• TASK OBJECTIVE: The lines wanted run from the first one below through the one with "positive clicks: (346, 213)". Return them exactly.

(Records from a data source)
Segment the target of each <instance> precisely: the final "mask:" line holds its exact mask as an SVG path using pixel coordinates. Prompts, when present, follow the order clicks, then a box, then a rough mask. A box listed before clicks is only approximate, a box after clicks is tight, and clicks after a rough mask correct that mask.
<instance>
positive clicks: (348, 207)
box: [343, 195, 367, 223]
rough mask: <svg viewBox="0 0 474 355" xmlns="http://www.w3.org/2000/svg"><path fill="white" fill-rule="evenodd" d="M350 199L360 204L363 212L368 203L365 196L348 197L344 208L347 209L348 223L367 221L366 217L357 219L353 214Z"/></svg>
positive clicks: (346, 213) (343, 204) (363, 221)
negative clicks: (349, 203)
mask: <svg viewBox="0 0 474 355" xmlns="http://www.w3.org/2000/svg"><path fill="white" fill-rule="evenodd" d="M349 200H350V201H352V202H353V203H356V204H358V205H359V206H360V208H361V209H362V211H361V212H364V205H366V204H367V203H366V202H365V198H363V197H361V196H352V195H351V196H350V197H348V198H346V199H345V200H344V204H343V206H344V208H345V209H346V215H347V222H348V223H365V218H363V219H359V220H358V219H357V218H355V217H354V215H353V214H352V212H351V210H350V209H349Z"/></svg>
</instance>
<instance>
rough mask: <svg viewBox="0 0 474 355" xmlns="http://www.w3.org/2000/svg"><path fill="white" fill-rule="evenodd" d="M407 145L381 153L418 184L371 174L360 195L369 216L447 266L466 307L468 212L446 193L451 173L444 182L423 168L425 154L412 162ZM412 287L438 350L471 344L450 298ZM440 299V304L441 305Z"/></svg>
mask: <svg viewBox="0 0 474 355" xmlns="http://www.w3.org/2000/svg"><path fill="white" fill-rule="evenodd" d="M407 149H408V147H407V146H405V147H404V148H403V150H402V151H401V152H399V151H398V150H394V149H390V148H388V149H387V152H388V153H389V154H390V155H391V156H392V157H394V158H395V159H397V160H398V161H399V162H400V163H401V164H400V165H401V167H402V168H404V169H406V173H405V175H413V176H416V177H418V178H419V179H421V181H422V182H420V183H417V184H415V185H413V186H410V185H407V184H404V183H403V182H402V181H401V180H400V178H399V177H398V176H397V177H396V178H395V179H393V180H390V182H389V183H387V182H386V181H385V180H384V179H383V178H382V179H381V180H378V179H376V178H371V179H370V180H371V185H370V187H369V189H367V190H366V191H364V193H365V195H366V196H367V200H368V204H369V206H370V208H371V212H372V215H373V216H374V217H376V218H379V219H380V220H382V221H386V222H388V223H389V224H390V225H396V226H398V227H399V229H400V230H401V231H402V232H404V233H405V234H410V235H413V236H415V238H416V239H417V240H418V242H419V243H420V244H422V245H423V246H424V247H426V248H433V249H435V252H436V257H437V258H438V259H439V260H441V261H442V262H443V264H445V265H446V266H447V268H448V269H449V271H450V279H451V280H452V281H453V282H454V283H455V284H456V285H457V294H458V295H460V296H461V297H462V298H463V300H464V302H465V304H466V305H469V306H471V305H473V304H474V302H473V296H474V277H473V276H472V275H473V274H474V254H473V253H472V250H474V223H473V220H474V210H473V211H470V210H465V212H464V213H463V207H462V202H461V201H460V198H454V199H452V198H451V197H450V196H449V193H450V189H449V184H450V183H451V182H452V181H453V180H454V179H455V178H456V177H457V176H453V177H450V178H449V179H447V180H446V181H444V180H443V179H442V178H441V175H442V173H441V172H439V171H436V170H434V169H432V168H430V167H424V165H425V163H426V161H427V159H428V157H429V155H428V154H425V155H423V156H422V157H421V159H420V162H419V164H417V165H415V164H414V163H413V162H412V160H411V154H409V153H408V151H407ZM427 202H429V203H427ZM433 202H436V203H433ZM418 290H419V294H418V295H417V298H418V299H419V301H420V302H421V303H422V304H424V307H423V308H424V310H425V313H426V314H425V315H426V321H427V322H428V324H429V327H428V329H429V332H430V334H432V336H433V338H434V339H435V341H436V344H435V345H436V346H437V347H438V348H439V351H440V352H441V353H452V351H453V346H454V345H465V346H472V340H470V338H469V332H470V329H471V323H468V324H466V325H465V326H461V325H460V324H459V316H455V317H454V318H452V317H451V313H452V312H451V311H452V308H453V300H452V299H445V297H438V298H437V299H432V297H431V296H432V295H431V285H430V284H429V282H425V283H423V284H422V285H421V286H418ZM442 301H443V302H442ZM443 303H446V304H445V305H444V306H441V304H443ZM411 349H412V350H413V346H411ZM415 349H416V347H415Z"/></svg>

• SOLUTION TO THE EXERCISE:
Segment the target of each <instance> precisely: the final "mask:" line holds its exact mask as an SVG path using pixel coordinates. Prompts, when present, follow the order clicks, then a box, then a rough mask. A box listed before clicks is only approximate, a box after clicks is tight, and clicks after a rough mask correct that mask.
<instance>
positive clicks: (348, 207)
box: [343, 195, 367, 223]
rough mask: <svg viewBox="0 0 474 355" xmlns="http://www.w3.org/2000/svg"><path fill="white" fill-rule="evenodd" d="M350 199L360 204L363 212L368 203L365 196L348 197L344 208L347 209L348 223L367 221L366 217L357 219L353 214Z"/></svg>
positive clicks: (346, 213) (343, 204) (363, 221)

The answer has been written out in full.